__Conjunto de tarefas__:
(a) Segundo a coluna sobre Eduardo Cunha, por que a aprovação do PL 5.069 criminalizaria a divulgação de conhecimento científico? Explique também o que o autor considera curioso nesse ponto.
(b) Responda com base na coluna sobre Eduardo Cunha, uma resposta por linha:
(i) Em qual comissão da Câmara o projeto avançou?
(ii) Qual pena o projeto prevê para quem orienta a gestante sobre como praticar aborto?
(iii) Segundo a coluna, o que estabelece o Estatuto da Família?
(c) Continue a coluna sobre Eduardo Cunha a partir da última frase apresentada.

__Texto de origem__:

..............................

Folha de S. Paulo


O mundo de Cunha

SÃO PAULO - Avançou esta semana na Comissão de Constituição e Justiça da Câmara um projeto de lei do deputado Eduardo Cunha que prevê de um a três anos de detenção para quem "orienta ou instrui a gestante sobre como praticar aborto".

Se essa pérola for aprovada, estará criminalizada a divulgação de conhecimento científico. Médicos, ativistas e jornalistas não poderão mais dizer ou escrever que existem certos compostos, notadamente prostaglandinas como o misoprostol (conhecido no Brasil como Cytotec), que são capazes de provocar o aborto. Curiosamente, o próprio Cunha faz essa revelação na justificativa que escreveu para o seu projeto.

O PL 5.069 não é a única peça capitaneada pelo solerte deputado que busca criar sua sociedade de sonhos, que, para mim, são pesadelos. Ele também apoia o Estatuto do Nascituro, que equipara embriões congelados a criancinhas e lhes dá os mesmos direitos, o Estatuto da Família, pelo qual o casamento só vale se for de homem com mulher, e é autor do projeto que cria o Dia do Orgulho Heterossexual, que, embora não sirva para nada, é pelo menos engraçado.

..............................

__Dados exibidos__:
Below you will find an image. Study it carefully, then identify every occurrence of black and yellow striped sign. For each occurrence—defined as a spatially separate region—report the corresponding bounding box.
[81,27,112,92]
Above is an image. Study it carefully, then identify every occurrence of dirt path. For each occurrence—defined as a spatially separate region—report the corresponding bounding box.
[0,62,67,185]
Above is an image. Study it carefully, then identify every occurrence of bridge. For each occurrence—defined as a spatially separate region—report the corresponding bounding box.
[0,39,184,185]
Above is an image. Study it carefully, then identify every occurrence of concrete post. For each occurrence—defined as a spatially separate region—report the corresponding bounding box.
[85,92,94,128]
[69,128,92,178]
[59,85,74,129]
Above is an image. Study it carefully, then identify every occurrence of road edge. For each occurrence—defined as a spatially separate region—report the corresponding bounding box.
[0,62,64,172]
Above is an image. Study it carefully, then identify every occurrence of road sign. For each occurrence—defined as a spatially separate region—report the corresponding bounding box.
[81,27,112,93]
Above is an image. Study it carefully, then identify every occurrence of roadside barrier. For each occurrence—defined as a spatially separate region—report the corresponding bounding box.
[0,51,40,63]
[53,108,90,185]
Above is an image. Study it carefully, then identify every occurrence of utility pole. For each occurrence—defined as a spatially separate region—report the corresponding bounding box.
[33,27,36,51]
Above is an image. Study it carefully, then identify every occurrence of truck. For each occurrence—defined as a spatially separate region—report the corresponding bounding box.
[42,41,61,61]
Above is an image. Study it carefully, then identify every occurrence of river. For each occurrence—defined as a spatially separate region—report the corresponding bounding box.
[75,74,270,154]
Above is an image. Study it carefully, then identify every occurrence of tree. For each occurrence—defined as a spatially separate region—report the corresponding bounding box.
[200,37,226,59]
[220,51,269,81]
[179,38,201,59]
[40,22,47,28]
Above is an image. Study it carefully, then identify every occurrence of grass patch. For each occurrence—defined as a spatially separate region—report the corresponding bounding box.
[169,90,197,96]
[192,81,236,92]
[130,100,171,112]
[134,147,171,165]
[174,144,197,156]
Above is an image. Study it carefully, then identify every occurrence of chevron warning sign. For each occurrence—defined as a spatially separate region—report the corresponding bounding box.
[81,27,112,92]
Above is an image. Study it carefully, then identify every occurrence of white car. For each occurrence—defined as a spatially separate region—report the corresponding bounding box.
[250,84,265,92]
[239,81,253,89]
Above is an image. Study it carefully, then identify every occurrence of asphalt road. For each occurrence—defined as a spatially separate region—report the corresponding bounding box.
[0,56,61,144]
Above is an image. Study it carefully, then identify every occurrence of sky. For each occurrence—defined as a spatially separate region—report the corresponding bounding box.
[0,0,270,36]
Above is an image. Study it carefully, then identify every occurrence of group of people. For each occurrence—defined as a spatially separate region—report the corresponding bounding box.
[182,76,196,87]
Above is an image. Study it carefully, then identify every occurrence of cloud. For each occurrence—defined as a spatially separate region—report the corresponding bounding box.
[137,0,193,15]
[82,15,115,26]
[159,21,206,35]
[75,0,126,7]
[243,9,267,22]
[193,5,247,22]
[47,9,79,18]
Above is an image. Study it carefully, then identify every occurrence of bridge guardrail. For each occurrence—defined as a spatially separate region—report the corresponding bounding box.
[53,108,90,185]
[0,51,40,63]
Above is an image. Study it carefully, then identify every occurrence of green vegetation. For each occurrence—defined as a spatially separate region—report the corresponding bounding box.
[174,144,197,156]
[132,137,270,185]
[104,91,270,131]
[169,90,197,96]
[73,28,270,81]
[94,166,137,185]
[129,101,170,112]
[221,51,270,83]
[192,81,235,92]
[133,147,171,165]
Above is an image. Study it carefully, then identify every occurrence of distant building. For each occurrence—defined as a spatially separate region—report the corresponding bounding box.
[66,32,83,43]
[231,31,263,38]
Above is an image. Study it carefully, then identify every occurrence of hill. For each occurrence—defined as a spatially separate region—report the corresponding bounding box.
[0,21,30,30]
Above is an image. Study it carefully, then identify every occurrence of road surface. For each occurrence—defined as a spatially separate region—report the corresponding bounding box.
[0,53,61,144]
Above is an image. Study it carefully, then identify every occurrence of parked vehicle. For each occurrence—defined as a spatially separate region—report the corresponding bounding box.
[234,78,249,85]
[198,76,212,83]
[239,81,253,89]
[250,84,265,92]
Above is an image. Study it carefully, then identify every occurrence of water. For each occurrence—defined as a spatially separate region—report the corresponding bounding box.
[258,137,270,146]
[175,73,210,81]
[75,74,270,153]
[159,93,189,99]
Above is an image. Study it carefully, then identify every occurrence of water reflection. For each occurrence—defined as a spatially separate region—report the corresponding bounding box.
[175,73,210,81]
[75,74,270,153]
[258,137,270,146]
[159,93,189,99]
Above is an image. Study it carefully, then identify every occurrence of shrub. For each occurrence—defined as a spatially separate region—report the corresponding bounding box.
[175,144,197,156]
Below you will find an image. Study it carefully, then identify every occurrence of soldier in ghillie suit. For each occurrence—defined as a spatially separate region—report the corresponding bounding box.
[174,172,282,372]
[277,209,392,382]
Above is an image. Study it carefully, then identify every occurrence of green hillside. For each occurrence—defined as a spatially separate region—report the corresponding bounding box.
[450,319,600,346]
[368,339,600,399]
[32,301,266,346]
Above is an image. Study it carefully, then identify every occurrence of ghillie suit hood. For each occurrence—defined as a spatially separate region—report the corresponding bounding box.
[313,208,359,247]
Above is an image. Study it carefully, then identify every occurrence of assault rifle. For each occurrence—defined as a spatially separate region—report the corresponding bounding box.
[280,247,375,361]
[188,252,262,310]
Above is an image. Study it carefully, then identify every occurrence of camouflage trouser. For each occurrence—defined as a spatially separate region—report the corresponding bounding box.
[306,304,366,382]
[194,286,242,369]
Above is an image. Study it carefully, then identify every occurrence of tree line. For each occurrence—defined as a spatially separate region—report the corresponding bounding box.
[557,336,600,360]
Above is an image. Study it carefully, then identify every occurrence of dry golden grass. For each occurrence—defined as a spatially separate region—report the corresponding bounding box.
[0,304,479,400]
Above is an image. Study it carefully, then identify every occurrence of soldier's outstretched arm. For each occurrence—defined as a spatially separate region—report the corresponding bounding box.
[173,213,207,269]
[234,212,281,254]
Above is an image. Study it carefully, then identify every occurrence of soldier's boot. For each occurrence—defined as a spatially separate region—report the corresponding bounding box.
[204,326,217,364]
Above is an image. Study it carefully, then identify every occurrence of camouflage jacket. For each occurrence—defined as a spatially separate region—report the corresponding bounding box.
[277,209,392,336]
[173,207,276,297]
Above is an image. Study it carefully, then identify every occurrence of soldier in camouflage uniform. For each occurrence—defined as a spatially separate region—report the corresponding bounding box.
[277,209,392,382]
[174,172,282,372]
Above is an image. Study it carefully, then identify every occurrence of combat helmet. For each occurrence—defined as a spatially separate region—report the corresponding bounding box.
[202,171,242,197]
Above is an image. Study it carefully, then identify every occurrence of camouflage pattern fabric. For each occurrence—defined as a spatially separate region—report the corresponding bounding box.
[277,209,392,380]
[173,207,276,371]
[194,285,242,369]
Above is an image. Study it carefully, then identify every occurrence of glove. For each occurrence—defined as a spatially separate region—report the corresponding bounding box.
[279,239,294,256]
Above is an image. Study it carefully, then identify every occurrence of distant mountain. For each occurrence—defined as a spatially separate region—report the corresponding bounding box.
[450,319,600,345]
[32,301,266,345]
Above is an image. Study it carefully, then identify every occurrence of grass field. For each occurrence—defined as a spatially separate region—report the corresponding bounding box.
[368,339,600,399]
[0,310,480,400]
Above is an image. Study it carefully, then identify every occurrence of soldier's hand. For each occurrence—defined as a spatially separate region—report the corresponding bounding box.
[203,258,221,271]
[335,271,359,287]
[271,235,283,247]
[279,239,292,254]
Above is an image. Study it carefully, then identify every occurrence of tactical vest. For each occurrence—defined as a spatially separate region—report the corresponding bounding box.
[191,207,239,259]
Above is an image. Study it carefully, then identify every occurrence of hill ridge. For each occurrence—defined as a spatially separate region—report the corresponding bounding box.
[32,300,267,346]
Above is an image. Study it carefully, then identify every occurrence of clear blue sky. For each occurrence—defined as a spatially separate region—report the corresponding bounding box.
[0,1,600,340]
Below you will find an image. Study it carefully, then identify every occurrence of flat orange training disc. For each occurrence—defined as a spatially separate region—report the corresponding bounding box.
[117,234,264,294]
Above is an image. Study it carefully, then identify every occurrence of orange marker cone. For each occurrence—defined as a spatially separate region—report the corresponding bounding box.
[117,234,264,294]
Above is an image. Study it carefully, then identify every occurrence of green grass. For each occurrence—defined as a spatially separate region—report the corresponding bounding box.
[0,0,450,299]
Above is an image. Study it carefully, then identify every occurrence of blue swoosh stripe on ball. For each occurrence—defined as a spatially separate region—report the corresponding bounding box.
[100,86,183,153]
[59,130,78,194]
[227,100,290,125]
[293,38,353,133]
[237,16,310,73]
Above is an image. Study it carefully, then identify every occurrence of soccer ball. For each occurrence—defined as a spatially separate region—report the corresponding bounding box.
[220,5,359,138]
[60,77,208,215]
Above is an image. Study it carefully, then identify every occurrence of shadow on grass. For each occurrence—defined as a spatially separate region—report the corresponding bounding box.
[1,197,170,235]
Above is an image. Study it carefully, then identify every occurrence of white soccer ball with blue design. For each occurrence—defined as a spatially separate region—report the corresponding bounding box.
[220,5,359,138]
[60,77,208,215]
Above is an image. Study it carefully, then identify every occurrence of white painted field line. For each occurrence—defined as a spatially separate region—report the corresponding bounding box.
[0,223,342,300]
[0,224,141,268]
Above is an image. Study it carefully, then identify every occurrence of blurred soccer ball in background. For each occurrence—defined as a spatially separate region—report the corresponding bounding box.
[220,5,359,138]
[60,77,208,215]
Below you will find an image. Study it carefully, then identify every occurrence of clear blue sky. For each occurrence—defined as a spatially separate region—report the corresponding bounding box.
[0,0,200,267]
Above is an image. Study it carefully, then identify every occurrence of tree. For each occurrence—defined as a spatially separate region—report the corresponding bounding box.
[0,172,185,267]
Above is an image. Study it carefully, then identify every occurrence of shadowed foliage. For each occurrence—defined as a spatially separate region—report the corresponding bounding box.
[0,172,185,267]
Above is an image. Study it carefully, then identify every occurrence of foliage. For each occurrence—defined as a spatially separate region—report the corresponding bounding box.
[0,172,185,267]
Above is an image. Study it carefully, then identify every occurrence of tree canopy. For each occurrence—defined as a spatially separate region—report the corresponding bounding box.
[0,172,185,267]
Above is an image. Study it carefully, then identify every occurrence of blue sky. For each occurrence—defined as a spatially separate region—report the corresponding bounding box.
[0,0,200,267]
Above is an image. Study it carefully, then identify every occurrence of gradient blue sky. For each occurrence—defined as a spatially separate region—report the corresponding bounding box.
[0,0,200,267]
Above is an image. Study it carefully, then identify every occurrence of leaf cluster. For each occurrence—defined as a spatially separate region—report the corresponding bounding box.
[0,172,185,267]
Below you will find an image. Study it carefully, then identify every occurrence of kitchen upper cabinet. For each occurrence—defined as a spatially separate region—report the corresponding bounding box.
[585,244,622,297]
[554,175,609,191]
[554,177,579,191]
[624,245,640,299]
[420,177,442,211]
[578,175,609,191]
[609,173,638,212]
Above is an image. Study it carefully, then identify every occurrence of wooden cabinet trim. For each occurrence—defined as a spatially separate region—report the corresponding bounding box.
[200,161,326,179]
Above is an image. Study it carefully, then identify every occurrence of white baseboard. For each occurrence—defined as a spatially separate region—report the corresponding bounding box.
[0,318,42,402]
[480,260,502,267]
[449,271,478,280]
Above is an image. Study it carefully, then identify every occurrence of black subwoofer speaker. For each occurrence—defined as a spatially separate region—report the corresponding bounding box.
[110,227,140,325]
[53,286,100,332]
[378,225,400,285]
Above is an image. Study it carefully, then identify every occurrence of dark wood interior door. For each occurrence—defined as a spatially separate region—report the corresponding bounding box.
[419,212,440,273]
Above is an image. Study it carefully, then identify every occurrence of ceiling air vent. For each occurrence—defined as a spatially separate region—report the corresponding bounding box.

..............................

__Respostas dadas__:
(a) A aprovação criminalizaria a divulgação de conhecimento científico porque médicos, ativistas e jornalistas não poderiam mais dizer ou escrever que certos compostos são capazes de provocar o aborto, como o misoprostol, conhecido no Brasil como Cytotec. O autor acha curioso que o próprio Cunha faça essa revelação na justificativa do projeto.

(b)
(i) Na Comissão de Constituição e Justiça da Câmara.
(ii) De um a três anos de detenção.
(iii) Que o casamento só vale se for de homem com mulher.

(c)
Quanto mais leio sobre o cisma entre liberais e conservadores, mais me convenço de que estamos diante de visões de mundo com forte componente genético e que geram reações viscerais bastante resistentes a modificação. Quem percebe o aborto como direito da mulher não muda de ideia com facilidade, e quem o considera uma forma particularmente covarde de assassinato tampouco deixa de senti-lo como uma agressão.

Uma vez que não é realista esperar que um lado se dobre ao outro, só resta tentar desarmar o conflito. Na prática, isso implica, até por razões matemáticas, que, em sociedades multiculturais complexas como a nossa, é a posição liberal que deve prevalecer, já que ela autoriza cada grupo a viver segundo seus valores, enquanto a conservadora exige que a sua visão seja imposta aos demais.